What to do:
Find the line that contains "point: the railing, one" in the entries below. Write out that line and all that follow it, unchanged and alone.

[Point localization data]
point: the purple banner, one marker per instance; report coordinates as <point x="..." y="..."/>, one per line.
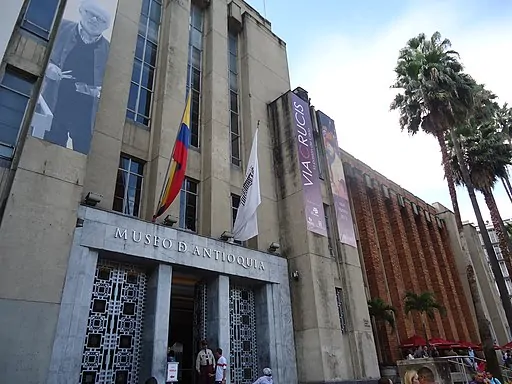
<point x="337" y="179"/>
<point x="308" y="165"/>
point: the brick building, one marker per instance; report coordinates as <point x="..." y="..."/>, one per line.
<point x="406" y="247"/>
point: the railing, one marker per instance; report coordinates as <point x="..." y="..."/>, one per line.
<point x="463" y="367"/>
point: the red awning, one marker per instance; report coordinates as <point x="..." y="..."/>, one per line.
<point x="413" y="341"/>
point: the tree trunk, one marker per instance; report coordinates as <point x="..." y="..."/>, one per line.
<point x="483" y="325"/>
<point x="499" y="227"/>
<point x="506" y="184"/>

Your solution:
point: the railing, one marker per instance; report coordinates as <point x="..." y="..."/>, one per line.
<point x="463" y="367"/>
point: the red awning, one marker per instance; report coordinates as <point x="..." y="..."/>, one per line.
<point x="413" y="341"/>
point: the tree trunk, one marker per instance; report coordinates as <point x="..." y="..."/>, one per line.
<point x="483" y="325"/>
<point x="499" y="227"/>
<point x="506" y="184"/>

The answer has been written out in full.